The past decade has witnessed a concerning rise in colorectal cancer (CRC) among individuals under 50 years of age, a group now categorized as having early-onset colorectal cancer (EO-CRC) (1). Projections suggest that by 2030, EO-CRC will account for 11% of all colon cancer cases and 23% of rectal cancer cases (1). While approximately 20% of EO-CRC cases can be attributed to hereditary cancer syndromes, the majority occur in individuals without a known genetic predisposition (2). Factors such as increased antibiotic use, decreased physical activity, rising obesity rates, and lifestyle changes that have accelerated since the 1950s are believed to influence the gut microbiome and may be contributing to this alarming trend (3, 4). Unfortunately, due to the absence of routine screening for younger populations, many EO-CRC cases are diagnosed at advanced stages, showing the urgent need for comprehensive, long-term studies that start in childhood to elucidate the environmental and biological factors driving this disease.
Globally, CRC is named the third most common cancer, along with being one of the leading causes of cancer-related mortality (5). In high-income countries, effective screening programs have led to a reduction in CRC incidence among the population 50-75 years of age. However, these successes are overshadowed by the disturbing rise in CRC among those under 50 years (6-10). The most pronounced increase in EO-CRC cases is seen in the 20-39 year age group (7, 11), prompting reconsideration of the current age thresholds for CRC screening. Although the exact causes of this surge are not fully understood, they appear to be linked to birth cohort effects and lifestyle changes after the year 1950, including shifts in diet, physical activity, and antibiotic use (7, 12, 13).
While a small proportion of EO-CRC cases are linked to hereditary colon cancer syndromes, the majority occur in individuals without a familial history of the disease (2). The first significant report of rising CRC rates among young adults in the United States (US) was declared in 2003 with the through Surveillance, Epidemiology, and End Results (SEER) program data, covering 1973-1999 (14). During this period, CRC rates stabilized among older adults but increased by 17% for colon cancer and a staggering 75% for rectal cancer among younger adults, who often present tumors in more advanced stages, further highlighting the severity of the trend (14).
Subsequent analysis by the American Cancer Society in 2009, utilizing SEER data from 1992-2005, reinforced this troubling pattern (15). Research has shown a decline in CRC risk for individuals born before 1950 but a significant increase for those born between 1950 and 1990 (16). Notably, individuals born around 1990 have an increased risk of colon cancer by two folds, and the rectal cancer by four folds in comparison to the ones born around 1950 (16).

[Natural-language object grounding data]
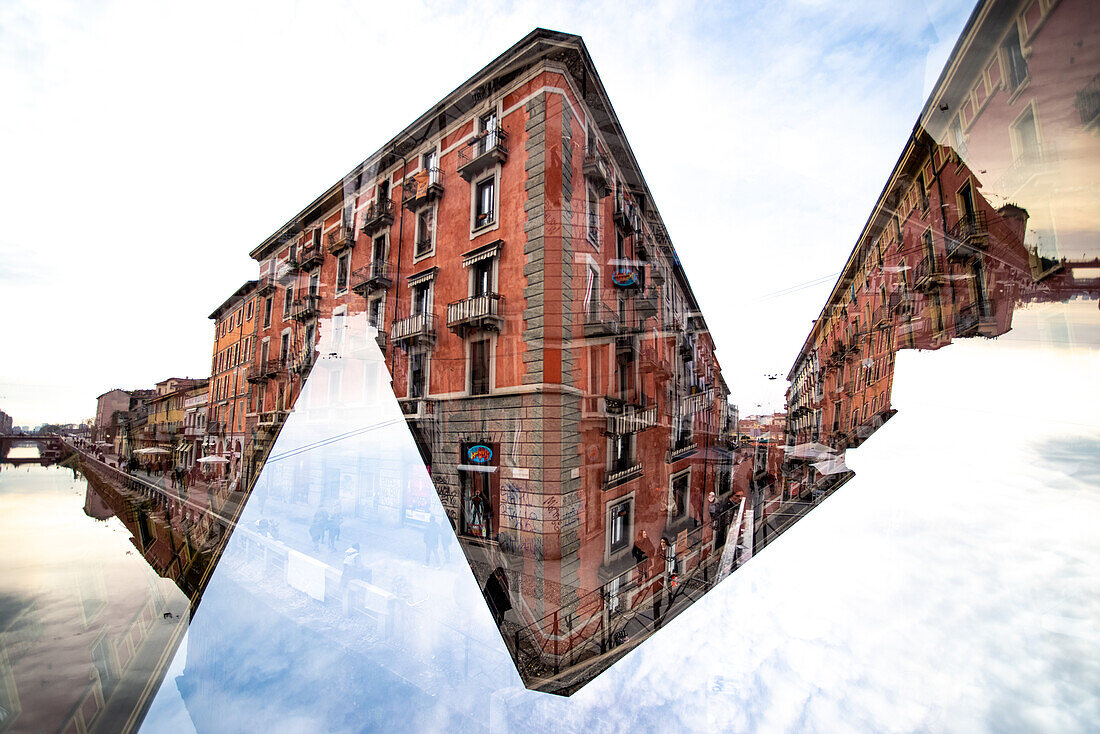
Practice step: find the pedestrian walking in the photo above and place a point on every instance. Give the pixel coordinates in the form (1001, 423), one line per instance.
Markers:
(318, 526)
(430, 541)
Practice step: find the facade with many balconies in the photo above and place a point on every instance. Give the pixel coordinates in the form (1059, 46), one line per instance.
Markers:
(506, 255)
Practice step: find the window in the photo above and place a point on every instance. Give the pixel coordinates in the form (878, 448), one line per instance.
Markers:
(284, 348)
(484, 203)
(374, 313)
(622, 452)
(425, 232)
(1014, 63)
(479, 367)
(678, 503)
(418, 365)
(593, 216)
(482, 274)
(618, 526)
(1025, 138)
(421, 297)
(476, 504)
(339, 321)
(490, 128)
(958, 139)
(342, 273)
(378, 256)
(966, 199)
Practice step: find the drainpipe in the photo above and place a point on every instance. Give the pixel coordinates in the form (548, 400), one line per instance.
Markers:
(943, 210)
(397, 272)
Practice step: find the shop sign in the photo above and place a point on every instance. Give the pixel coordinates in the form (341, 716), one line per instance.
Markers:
(625, 277)
(480, 453)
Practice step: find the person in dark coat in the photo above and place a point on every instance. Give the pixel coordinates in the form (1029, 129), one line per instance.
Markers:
(496, 594)
(317, 527)
(430, 541)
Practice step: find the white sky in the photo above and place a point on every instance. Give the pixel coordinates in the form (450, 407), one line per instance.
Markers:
(145, 148)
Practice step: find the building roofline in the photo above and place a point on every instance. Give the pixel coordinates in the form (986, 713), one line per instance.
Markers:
(229, 303)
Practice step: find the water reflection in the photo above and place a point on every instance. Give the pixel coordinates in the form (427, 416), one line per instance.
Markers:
(466, 433)
(86, 622)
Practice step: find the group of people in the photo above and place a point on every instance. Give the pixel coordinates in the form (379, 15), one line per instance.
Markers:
(326, 527)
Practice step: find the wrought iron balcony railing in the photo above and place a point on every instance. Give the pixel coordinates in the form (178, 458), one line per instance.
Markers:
(375, 276)
(378, 215)
(340, 239)
(307, 258)
(414, 328)
(967, 320)
(422, 188)
(928, 273)
(967, 237)
(305, 308)
(596, 170)
(483, 151)
(475, 313)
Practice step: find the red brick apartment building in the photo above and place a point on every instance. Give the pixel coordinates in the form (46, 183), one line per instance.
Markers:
(506, 254)
(990, 205)
(227, 427)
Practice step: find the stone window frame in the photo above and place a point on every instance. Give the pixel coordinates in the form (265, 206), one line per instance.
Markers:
(612, 505)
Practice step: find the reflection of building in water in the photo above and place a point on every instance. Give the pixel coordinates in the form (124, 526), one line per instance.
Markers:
(83, 652)
(986, 209)
(546, 348)
(227, 400)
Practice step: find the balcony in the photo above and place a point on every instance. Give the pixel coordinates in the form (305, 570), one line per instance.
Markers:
(424, 188)
(308, 258)
(265, 371)
(271, 419)
(967, 238)
(375, 276)
(305, 360)
(305, 308)
(695, 402)
(483, 151)
(627, 275)
(475, 314)
(266, 285)
(1031, 163)
(648, 304)
(414, 329)
(626, 215)
(602, 321)
(883, 318)
(378, 216)
(1088, 101)
(652, 360)
(597, 171)
(339, 240)
(675, 453)
(928, 273)
(901, 303)
(417, 408)
(967, 320)
(630, 419)
(617, 477)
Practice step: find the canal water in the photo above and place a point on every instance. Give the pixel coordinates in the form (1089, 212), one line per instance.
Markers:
(85, 621)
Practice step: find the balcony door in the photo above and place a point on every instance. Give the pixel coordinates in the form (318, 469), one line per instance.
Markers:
(483, 277)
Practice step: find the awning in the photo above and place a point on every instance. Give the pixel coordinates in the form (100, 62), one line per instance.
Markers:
(485, 252)
(422, 276)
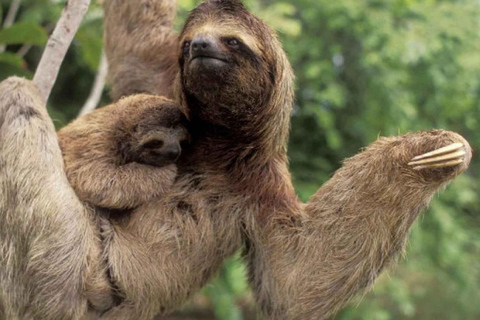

### CHECK YOUR UNDERSTANDING
[A] Using the passage on early-onset colorectal cancer, decide whether each statement agrees with it. For each, answer yes or no and quote the words that decide it. (i) EO-CRC is projected to make up 23% of rectal cancer cases by 2030. (ii) Across the SEER data for 1973-1999, colon cancer among younger adults rose by 75%. (iii) People born around 1990 face four times the rectal cancer risk of people born around 1950.
[B] Reproduce the part of the passage on early-onset colorectal cancer that opens with the words containing "Subsequent analysis by" and closes with "around 1950 (16).".

### WRITTEN ANSWERS
[A]
(i) Yes: "by 2030, EO-CRC will account for 11% of all colon cancer cases and 23% of rectal cancer cases"
(ii) No: "increased by 17% for colon cancer and a staggering 75% for rectal cancer among younger adults"
(iii) Yes: "the rectal cancer by four folds in comparison to the ones born around 1950"

[B]
Subsequent analysis by the American Cancer Society in 2009, utilizing SEER data from 1992-2005, reinforced this troubling pattern (15). Research has shown a decline in CRC risk for individuals born before 1950 but a significant increase for those born between 1950 and 1990 (16). Notably, individuals born around 1990 have an increased risk of colon cancer by two folds, and the rectal cancer by four folds in comparison to the ones born around 1950 (16).